Work to be completed
Reproduce each of the following records word for word, keeping every line in its original order.

# # # #

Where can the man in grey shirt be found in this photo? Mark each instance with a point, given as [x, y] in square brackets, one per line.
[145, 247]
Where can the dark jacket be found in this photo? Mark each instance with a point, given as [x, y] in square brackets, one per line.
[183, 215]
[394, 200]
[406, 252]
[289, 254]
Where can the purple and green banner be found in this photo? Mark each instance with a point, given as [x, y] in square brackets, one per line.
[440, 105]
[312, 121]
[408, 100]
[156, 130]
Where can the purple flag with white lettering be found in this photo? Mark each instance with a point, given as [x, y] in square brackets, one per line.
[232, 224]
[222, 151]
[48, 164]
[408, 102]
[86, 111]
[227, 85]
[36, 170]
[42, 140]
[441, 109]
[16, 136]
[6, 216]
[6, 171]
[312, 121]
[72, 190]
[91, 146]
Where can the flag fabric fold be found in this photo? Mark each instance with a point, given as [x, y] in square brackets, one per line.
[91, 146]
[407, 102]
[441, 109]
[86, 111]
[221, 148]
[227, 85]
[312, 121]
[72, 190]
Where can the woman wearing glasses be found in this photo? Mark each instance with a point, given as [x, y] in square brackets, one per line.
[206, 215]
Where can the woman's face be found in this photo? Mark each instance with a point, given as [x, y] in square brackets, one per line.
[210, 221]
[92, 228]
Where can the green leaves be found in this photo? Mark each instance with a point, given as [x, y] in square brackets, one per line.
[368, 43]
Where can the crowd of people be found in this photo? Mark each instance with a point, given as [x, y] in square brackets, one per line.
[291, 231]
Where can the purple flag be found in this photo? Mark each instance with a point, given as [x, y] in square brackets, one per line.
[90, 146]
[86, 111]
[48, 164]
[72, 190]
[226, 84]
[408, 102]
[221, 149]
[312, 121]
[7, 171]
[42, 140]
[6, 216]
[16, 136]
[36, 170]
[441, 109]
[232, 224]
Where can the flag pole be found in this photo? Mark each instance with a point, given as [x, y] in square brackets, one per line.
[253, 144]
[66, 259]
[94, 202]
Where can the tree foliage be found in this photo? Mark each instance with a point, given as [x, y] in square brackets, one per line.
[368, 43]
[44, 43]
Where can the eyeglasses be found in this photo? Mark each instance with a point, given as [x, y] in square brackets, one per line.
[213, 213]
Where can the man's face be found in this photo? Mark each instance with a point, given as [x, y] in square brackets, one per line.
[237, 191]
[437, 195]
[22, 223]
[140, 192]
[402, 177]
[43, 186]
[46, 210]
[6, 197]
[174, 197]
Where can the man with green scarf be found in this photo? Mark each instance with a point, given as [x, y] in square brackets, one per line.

# # # #

Result for this task
Where can the man in grey shirt be found in this photo? Mark each instance with a point, given as [x, y] in square brackets, one per line.
[145, 247]
Where can the dark jacket be found in this photo? Mark each instance with a point, given as [x, y] in square brackets, one per line.
[183, 215]
[394, 200]
[406, 252]
[289, 254]
Where can the purple and green banner be found in this photo? Mark each instance with a point, given as [x, y] in square brackets, one per line.
[440, 105]
[312, 121]
[408, 100]
[156, 130]
Where can the purple flag with white lettering be found in this photo? Mark each instance with a point, given as [x, y] in square brackets, one per line.
[232, 224]
[222, 151]
[48, 164]
[408, 102]
[86, 111]
[227, 85]
[36, 170]
[42, 140]
[441, 109]
[16, 136]
[6, 216]
[6, 171]
[312, 121]
[72, 190]
[91, 146]
Where can the flag fabric fold be found in this photo? Mark each instance with a point, given as [x, y] in square brackets, one per line.
[91, 146]
[407, 102]
[441, 109]
[86, 111]
[221, 148]
[227, 85]
[312, 121]
[72, 190]
Where can the woman wearing glasses be found in this photo? Mark each instance with a point, given as [x, y] in square brackets, one per line.
[206, 215]
Where can the woman's face be found in this photo? Mark each instance with a point, given as [x, y] in square brackets, one per line.
[210, 221]
[92, 228]
Where can the green leaves be found in this photo? Mark each instance with a point, given as [x, y] in square brackets, one per line.
[368, 43]
Where can the crowd of people be found in this photo? Mark each instance with a point, given as [x, y] in square brackets, one per line.
[291, 231]
Where can the purple flag be found in this photo? Mark each instance with a point, given as [x, y] in square brackets, one per line.
[90, 146]
[86, 111]
[48, 164]
[72, 190]
[226, 84]
[408, 102]
[221, 149]
[312, 121]
[7, 171]
[42, 140]
[6, 216]
[16, 136]
[36, 170]
[441, 109]
[232, 224]
Where can the flag pole be found in this photo? Mark each instance with a point, given as [x, y] in square brackets, one per line.
[253, 144]
[66, 259]
[94, 202]
Where can the tree foliage be found in this photo? Mark each instance with a point, given as [x, y] in square brackets, one per line.
[368, 43]
[44, 43]
Where can the eyeglasses be found in this photo? Mark each instance with a point, given as [x, y] in square brackets, one per line.
[213, 213]
Where can the man's face be found in this photo? Mark each instance with a point, given as [x, y] in square brackets, one per line.
[237, 191]
[437, 195]
[22, 223]
[140, 192]
[402, 177]
[43, 186]
[46, 210]
[6, 197]
[174, 197]
Where can the man with green scarf be found in this photo? Mark each instance with a point, given as [x, y] in square brackets, one per line.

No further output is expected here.